§ ACTIVITY
Provide a verbatim copy of all the records below, leaving the images out.

§ RECORDS SUPPLIED
****************************************

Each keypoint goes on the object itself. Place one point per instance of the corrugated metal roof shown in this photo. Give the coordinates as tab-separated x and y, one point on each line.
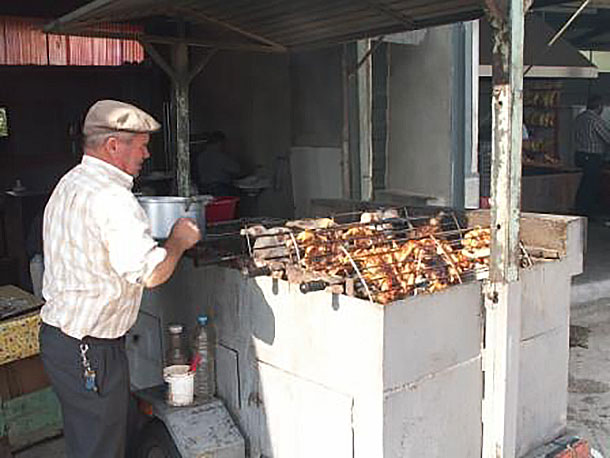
22	42
269	25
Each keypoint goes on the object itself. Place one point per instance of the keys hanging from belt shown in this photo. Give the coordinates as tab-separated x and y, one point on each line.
89	373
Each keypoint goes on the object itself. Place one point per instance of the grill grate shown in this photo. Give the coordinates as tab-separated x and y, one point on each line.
382	255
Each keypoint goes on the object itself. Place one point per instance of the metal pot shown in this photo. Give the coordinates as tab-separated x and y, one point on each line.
163	211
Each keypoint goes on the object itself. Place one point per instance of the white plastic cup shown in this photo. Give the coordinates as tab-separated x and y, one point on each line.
181	381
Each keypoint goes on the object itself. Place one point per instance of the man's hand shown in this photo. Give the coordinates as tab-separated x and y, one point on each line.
184	234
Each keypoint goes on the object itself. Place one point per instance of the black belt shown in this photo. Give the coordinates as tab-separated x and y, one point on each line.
87	339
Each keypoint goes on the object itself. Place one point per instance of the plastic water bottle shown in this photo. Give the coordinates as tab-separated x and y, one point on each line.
205	386
175	348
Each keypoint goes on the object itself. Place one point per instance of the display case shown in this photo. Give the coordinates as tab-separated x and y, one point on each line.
541	120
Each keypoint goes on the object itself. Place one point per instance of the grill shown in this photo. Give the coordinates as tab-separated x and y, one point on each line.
383	255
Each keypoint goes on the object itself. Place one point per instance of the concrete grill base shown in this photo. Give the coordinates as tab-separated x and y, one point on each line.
330	375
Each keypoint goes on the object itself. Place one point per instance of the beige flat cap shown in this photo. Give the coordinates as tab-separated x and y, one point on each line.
112	115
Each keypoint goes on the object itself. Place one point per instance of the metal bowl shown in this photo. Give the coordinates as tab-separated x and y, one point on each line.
164	211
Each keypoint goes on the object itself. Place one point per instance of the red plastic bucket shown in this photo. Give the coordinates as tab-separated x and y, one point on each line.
221	209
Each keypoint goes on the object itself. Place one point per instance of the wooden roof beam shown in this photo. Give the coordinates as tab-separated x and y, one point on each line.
191	13
397	15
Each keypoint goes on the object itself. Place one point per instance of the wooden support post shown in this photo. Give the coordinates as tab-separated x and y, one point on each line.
181	106
180	77
503	292
346	175
365	112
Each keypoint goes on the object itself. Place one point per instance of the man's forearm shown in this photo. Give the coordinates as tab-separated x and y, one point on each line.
165	268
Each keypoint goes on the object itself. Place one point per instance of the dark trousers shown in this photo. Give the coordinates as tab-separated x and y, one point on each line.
588	190
95	424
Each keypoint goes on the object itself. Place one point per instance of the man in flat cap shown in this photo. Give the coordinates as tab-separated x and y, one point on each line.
99	256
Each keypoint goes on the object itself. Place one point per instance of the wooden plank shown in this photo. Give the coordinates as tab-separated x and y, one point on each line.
364	116
503	291
2	41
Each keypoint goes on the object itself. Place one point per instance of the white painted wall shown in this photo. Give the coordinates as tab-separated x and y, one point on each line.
419	152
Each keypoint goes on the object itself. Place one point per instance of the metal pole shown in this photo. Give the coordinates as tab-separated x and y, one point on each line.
180	87
503	291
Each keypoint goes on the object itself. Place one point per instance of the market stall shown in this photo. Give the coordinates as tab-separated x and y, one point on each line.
292	345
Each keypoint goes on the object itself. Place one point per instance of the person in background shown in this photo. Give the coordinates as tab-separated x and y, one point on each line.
33	249
99	256
592	142
214	170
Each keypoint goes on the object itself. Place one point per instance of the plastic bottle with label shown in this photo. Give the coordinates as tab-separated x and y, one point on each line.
203	345
176	353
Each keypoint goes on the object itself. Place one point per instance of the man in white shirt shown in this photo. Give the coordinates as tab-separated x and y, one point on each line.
99	256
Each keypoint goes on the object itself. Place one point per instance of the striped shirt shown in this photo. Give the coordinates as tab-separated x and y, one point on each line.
98	249
591	133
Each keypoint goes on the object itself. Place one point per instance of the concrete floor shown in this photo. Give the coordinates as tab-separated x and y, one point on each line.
589	379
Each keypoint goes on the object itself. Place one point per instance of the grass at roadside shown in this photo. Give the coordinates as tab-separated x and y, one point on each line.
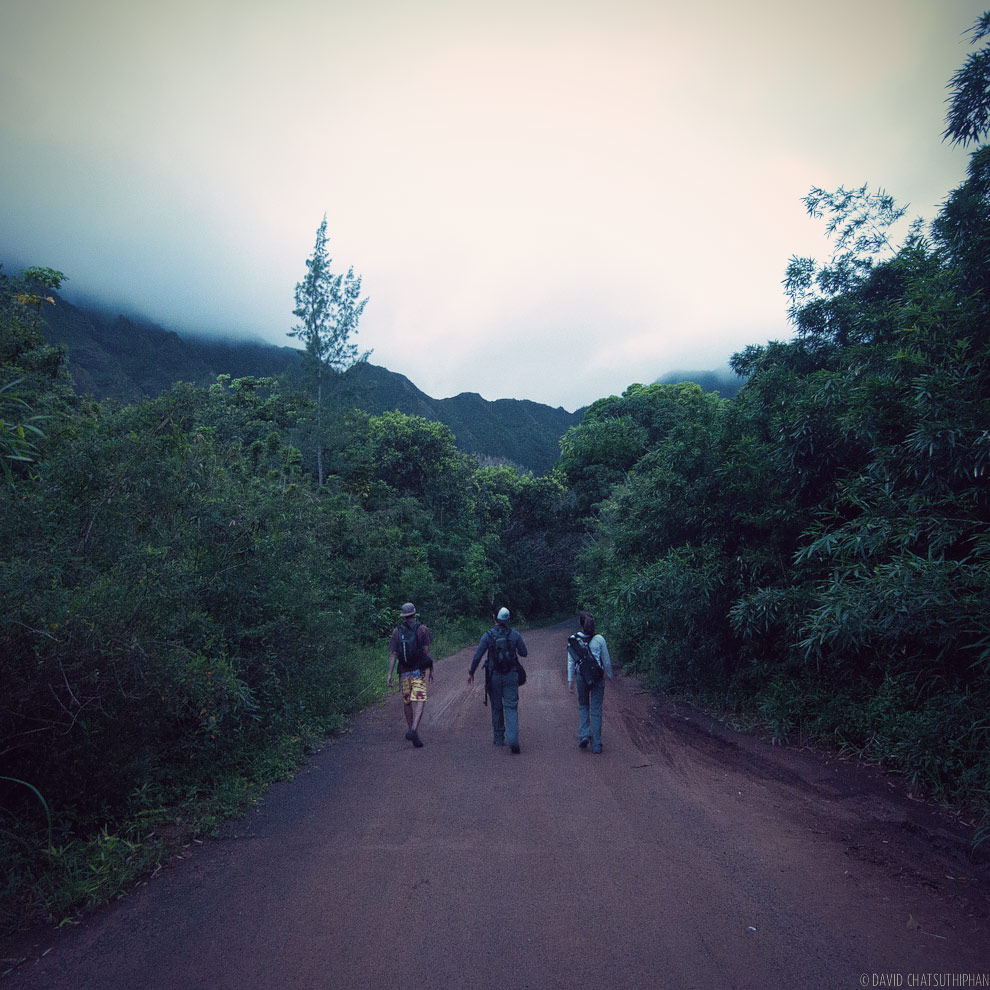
55	877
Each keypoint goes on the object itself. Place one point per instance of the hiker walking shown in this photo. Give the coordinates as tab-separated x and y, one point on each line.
410	648
588	664
503	672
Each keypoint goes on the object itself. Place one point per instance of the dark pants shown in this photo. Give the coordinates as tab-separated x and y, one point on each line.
504	697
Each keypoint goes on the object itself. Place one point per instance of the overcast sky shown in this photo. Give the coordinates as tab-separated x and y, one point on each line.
546	200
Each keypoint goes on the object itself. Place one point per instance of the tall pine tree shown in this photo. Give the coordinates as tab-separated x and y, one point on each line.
329	308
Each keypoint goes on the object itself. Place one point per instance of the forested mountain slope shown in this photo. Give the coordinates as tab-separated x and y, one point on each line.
122	358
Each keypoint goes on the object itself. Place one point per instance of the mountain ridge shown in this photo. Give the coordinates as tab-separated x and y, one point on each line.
124	358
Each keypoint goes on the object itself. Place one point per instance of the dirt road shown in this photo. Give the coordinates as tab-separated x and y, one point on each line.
684	856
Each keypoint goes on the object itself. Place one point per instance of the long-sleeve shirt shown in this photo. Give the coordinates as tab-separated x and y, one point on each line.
597	646
488	639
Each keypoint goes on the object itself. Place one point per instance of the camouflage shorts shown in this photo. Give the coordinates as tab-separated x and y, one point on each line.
413	689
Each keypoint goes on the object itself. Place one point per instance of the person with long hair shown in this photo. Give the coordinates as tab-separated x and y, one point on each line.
591	697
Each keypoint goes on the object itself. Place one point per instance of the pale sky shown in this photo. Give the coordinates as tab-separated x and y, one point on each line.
545	200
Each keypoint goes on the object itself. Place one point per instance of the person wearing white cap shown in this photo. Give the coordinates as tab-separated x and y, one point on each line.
409	647
504	646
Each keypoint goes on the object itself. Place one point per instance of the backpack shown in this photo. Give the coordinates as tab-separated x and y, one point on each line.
409	652
501	650
588	665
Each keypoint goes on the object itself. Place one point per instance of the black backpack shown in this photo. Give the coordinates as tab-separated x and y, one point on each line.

****************************************

§ WRITTEN RESPONSE
Each keypoint goes on the object itself. Place one point per instance of the corrugated metal roof shown in this photo. Give the coordinates as tab-separated x and y, one point on each line.
22	42
269	25
Each keypoint goes on the object itself. Place one point per instance of the keys hanging from belt shown in this photo. Give the coordinates as tab-separated x and y, one point on each line.
89	373
Each keypoint goes on the object itself. Place one point per instance of the grill grate shown in this photo. Give the coordinates as tab-separated x and y, one point on each line.
382	255
Each keypoint goes on the object itself. Place one point per instance of the metal pot shown in this photo. Give the coordinates as tab-separated x and y, one point on each line.
163	211
Each keypoint goes on the object itself. Place one point per instance of the white plastic cup shown in this photo. Give the coordinates as tab-separated x and y, one point on each line.
181	381
Each keypoint goes on the object itself. Place one point per instance of the man's hand shown in this photo. Give the coordinates as tab-separated x and y, one point on each line.
184	234
Each keypoint goes on the object itself. Place one point per instance of the black belt shown in this photo. Give the coordinates as tab-separated x and y, one point on each line.
87	339
Each keypoint goes on the object itself. Place one point per instance of the plastic water bottle shown in this photo. Give the coordinates as tab-separated x and y, one point on each line.
205	386
175	348
Each keypoint goes on the object itself. Place one point per instance of the display case shown in this photo. Give the coordinates as tab-separated x and y, one point on each line.
541	120
Each keypoint goes on the object itself. Place one point per instance of the grill shown in this photo. Give the coordinates as tab-separated x and y, one point on each line.
383	255
Each keypoint goes on the object itself. Place one point per instance of the concrete grill base shown in this photo. Give the coordinates as tab-separated x and y, one point on each line.
330	375
Each keypoint goes on the object itself. Place one point per instance of the beige flat cap shown in this photo. Give the coordinates as tab-separated x and y, one point on each line.
112	115
Each keypoint goes on the object itself. Place one point per instance of the metal bowl shown in this photo. Give the coordinates as tab-separated x and y, one point on each line.
164	211
Each keypoint goes on the object itself. Place one point per instance of the red plastic bucket shown in this photo. Give the coordinates as tab-separated x and y, one point on each line.
221	209
Each keypoint goes on the object itself. Place one point per instance of the wooden roof beam shown in this photo. Give the coordinates as tab-separated x and y, one point on each line.
191	13
397	15
Each keypoint goes on the object itself. Place one point per instance of the wooden support post shown in this photo. Give the coordinates as tab-separated x and y, one point on each line.
181	106
180	77
503	292
346	175
365	112
Each keypoint goes on the object itself. Place one point per instance of the man's forearm shown in this photo. Give the coordinates as tab-separated x and y, one point on each line.
165	268
Each keypoint goes on the object itself. Place one point per instance of the dark trousers shown in this photo. Give the coordinates as tab-separated x and y, one point on each line.
588	190
95	424
Each keypoint goes on the object itself. Place one point per instance of the man in flat cap shown in this photo. Give the coordinates as tab-separated x and y, one point on each line.
99	256
Each keypoint goes on the object itself. Place one point per instance of the wooden plank shown in this photo. Give the coordinates as tab-separated x and y, one point on each line.
364	116
503	291
2	41
Each keypoint goes on the object itself. Place one point per instance of the white painted wall shown in this photo. Give the coordinates as tab-separated x and y, one point on each line.
419	152
Each keypoint goes on the object itself. Place one point per instance of the metal pole shown in this photo. Give the coordinates as tab-separated x and y, one point on each line.
180	87
503	291
Each keypoint goes on the object itself. Place one point per instance of the market stall shown in this photo. Give the coordinates as tab-separated x and y, one point on each line.
292	345
Each keypoint goes on the object itself. Place one point per instance of the person in background shown in this photo. Give the coordinates as tab-separated x and y, one point on each line.
33	249
99	256
592	142
214	170
Each keypoint goes on the object itself. Place one point per instance of the plastic bottle with label shown in this photo. Give the coordinates as tab-separated x and y, one point on each line.
203	345
176	353
Each keypoint goes on the object itself. Place one point per instance of the man in white shirt shown in this photo. Give the coordinates as tab-separated x and y, one point on each line.
99	256
Each keypoint goes on the object itself. Place one point per instance of the striped shirt shown in this photo. Give the coordinates as tab-separated x and y, one point on each line.
98	249
591	133
Each keypoint goes on the object itself. Place one point per instance of the concrete floor shown in this photo. Give the coordinates as tab-separated x and y, one point on each line.
589	379
Each keypoint goes on the object itself. Place one point per instance of the grass at roadside shown in this photo. Give the coordinates as tab-separated x and y, one point on each line.
55	877
Each keypoint goes on the object itself. Place one point per instance of the hiker walking shown in this photo. Give the coordinates as tab-separated x and y, one point on each line.
410	648
588	664
503	672
Each keypoint goes on the object itself. Place one point per instance of the dark pants shown in this photo. Give the coordinates as tab-separated x and y, one point on each line.
504	697
Each keypoint goes on the object itself. Place one point per instance of the overcast sky shown in this photo. Give the coordinates as tab-separated x and y, one point on each line.
546	200
Each keypoint goes on the object itself. Place one point per instance of the tall pine tree shown in this photo. Give the coordinates as tab-separated x and y, one point on each line.
329	308
Each keypoint goes on the object itself. Place one point per instance of the forested mountain slope shown in this photo. Give the coordinates as tab-separated x and y, one point on each line.
122	358
Each keypoint goes on the object itself. Place one point per instance of the mountain ridge shown in this photo. Give the coordinates as tab-separated x and y, one point on each line.
124	358
Each keypoint goes on the object itself. Place one point per instance of the dirt road shown in this photo. Give the coordinates as tab-separated x and y, one point on each line.
684	856
Each keypoint goes on the object itself. Place one point per instance of the long-sleeve shirt shown in this photo. Give the coordinates as tab-separated x and y, one point on each line.
597	646
488	639
Each keypoint goes on the object itself. Place one point per instance of the camouflage shorts shown in this photo. Give the coordinates as tab-separated x and y, one point on each line.
413	689
Each keypoint goes on the object itself. Place one point per instance of the person with long hair shown in this photo. Give the coordinates as tab-separated x and y, one point on each line.
591	697
Each keypoint goes on the object itself. Place one point per instance of the pale sky shown in this photo. Give the coordinates as tab-separated x and y, one point on each line.
545	200
Each keypoint goes on the object itself. Place one point per instance of the person wearing white cap shown in this photo. Give the coordinates as tab-separated x and y, one point on each line.
409	647
504	646
Each keypoint goes on the object itself. Place one point per instance of the backpack shown in this photo. Give the coordinates as tab-separated x and y, one point on each line.
409	652
501	650
588	665
Each keypoint goes on the object itself. Place one point per instance of the black backpack shown in this photo. Give the coordinates as tab-separated x and y, one point on each line.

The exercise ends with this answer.